#### JOBS
a - Answer these questions using the review of Weird Al's The Food Album:
(i) Which song does Lasagna parody?
(ii) What words did Nathan put on his poster of potatoes?
(iii) How many Michael Jackson parodies does the album include?
b - Copy everything from "Weird Al Yankovic" down to "The Food Album." in the review of Weird Al's The Food Album, replacing "talented" with "gifted".
c - Extend the review of Weird Al's The Food Album by writing what comes after its last sentence.

#### DOCUMENT EXCERPT
>> START
Wednesday, August 18, 2010

Weird Al's The Food Album Tickles Taste Buds and Funny Bones

Weird Al Yankovic is one strange guy. But boy, is he talented. I’ve been admiring his lyrical prowess for years, and since I started writing song parodies in earnest myself, I have considered him a major influence. But Al doesn’t stop with the lyrics. An accomplished singer and musician, he’s built a career on his precise mimicry of the songs of others, as well as his crafting of truly off-the-wall original recordings. One subject that seems to come up again and again throughout his albums is food, so it’s little surprise that he decided to devote an entire album to parodies on this theme with The Food Album.

Fat - One of two Michael Jackson parodies on this album, both of which gained far greater popularity than the other tracks. This is a song about a guy who really loves to eat, which has led to his having a rather unwieldy girth. An amusing song, and just over-the-top enough that it doesn’t really come across as mean-spirited. “If I have one more pie a la mode, I’m gonna need my own zip code...”

Lasagna - Starting off with a fun accordion solo, this La Bamba parody is a tribute to Italian food, which Al sings with a rather stilted accent. As in Eat It, it seems he’s taking on the voice of a mom who is pushing food on a reluctant eater, though in this case, I get the impression that the recipient of her meals is probably an adult. Slightly hard to understand some of the lyrics with his accent, but as a big fan of Italian food, I dig this one. “Have-a more ravioli. You a-get roly-poly, a-nice and a-big, like you cousin Luigi.”

Addicted to Spuds - When my brother Nathan was younger, he had a curious obsession with potatoes. In one of his art classes, he drew a poster of a “flock” of potatoes romping joyously upon a sun-drenched plain under the words “Free the Potatoes!” On another occasion, he produced a poster of a movie starring Paul Shaffer of The Late Show with David Letterman as a character named Potato. Clearly, Nathan was addicted to spuds and could have been the subject of this song. Al’s voice seems to veer off-key at times here, but I imagine that’s intentional. Thanks to that catchy Superbowl commercial from 2006, my first association with Addicted to Love is always going to be LOST, to which I clearly was (and probably still am) addicted, but I’ll be glad to listen to this as I munch on some French fries. “Potato skins, potato cakes. Hash browns and instant flakes. Baked or boiled or French fried. There’s no kind you haven’t tried.”

I Love Rocky Road - Al sounds like a slightly crazed teen with a braces lisp here, which makes his choice of favorite ice cream rather unfortunate. There’s no indication in the song that rocky road is any worse for him than a less chunky style of ice cream, but I can’t help but suspect that maybe part of the attraction is the knowledge that his eating habits would horrify his orthodontist. Silly sound effects, a bit of accordion and a chorus of Chipmunky voices at the end add to the fun here. “When I'm all alone, I just grab myself a cone, and if I get fat and lose my teeth that's fine with me. Just lock me in the freezer and throw away the key.”
>> END
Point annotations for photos
>> START
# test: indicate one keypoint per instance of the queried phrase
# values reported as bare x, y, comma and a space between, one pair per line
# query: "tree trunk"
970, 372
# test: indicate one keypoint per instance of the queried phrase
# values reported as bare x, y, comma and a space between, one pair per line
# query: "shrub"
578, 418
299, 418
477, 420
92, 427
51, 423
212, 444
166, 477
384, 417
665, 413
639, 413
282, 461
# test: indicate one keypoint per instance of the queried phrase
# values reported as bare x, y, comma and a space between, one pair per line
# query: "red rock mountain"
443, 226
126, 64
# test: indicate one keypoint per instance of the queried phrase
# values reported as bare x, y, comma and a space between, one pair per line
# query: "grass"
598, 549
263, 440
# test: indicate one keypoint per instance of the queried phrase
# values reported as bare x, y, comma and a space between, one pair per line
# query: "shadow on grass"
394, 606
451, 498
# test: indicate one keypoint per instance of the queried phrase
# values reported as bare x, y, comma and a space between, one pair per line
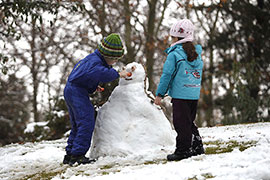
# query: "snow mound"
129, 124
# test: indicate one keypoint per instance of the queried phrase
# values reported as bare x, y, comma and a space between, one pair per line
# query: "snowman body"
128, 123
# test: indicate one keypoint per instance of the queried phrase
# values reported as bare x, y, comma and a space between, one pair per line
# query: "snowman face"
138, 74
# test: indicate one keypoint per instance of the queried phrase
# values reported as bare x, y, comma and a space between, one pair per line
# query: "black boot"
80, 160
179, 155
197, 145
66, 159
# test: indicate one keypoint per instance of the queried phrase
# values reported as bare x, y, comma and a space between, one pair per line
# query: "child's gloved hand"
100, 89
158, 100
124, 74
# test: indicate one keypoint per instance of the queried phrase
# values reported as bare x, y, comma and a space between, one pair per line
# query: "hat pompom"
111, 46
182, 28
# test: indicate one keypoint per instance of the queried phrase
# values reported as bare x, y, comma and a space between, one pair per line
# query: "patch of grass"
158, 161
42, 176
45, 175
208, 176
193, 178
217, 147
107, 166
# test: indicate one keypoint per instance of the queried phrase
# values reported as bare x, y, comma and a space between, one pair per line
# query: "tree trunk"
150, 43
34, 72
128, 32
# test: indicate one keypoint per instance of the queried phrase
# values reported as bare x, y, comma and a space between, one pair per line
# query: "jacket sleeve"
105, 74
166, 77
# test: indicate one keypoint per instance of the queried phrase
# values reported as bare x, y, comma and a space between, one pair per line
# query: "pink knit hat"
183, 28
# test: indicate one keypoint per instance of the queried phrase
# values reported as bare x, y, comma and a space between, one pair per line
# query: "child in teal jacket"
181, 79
>> END
#### RESULTS OF THE TASKS
a -
(i) La Bamba
(ii) "Free the Potatoes!"
(iii) Two

b -
Weird Al Yankovic is one strange guy. But boy, is he gifted. I’ve been admiring his lyrical prowess for years, and since I started writing song parodies in earnest myself, I have considered him a major influence. But Al doesn’t stop with the lyrics. An accomplished singer and musician, he’s built a career on his precise mimicry of the songs of others, as well as his crafting of truly off-the-wall original recordings. One subject that seems to come up again and again throughout his albums is food, so it’s little surprise that he decided to devote an entire album to parodies on this theme with The Food Album.

c -
Spam - I like the way the vocals overlap slightly on this song; it‘s always fun to hear Al sing with himself. This is a silly, electric guitar-heavy ode to everybody‘s favorite mystery meat. The lyrics are rather laughably simplistic, which seems to go with the cheapy quality of the food being celebrated. “The tab is there to open the can. The can is there to hold in the Spam.”

Eat It - Arguably Al’s most famous song, this parody of Beat It has Al taking on the role of a nagging parent whose child does not want to eat. It’s an expertly crafted parody, and it touches on a pretty universal experience. Al is a fun mix of goofy and imposing here; I can easily imagine Everybody Loves Raymond’s Marie letting loose with a diatribe like this when her boys were young. This song helped launch Al‘s career, and it‘s easy to see why. “How come you're always such a fussy young man? Don't want no Captain Crunch, don't want no Raisin Bran. Well, don't you know that other kids are starving in Japan? So eat it, just eat it!”

The White Stuff - When I saw this title, I had a hard time figuring out what this parody of The Right Stuff would be about. Halfway through the first verse, I still wasn’t sure, but when it finally hit me, I had to commend him on his cleverness, though I somehow have managed to be pretty much immune to the charms of the cookie he lauds. “Oh oh oh oh oh, oh O-reo! What’s in the middle? The white stuff!”

My Bologna - This accordion-heavy parody of My Sharona was the first of Al’s parodies to make it to number one of Dr. Demento’s countdown. It’s among Al’s simplest songs, which makes sense since it comes from so early in his career, but it’s certainly catchy. “Goin' to the market now, market now. I'm the city's biggest bologna buyer. Walkin' down the shopping aisles, shopping aisles, filling up my basket with Oscar Mayer.”

Taco Grande - Instead of Italian, Al dons a Spanish accent here. Pretty similar to Lasagna, except that the speaker is requesting food instead of offering it. There’s a lot of Spanish in this one, and since I don’t understand Spanish, I kinda feel like I’m missing out on something, and the fact that I don’t know the original song or like Mexican food also makes it a little harder to connect with this one. Still, it’s good for a chuckle or two. “You want some more cinnamon crispas? If you don't, hasta la vista. Just take the rest home in a doggie bag if you wanna. You can finish it mañana.”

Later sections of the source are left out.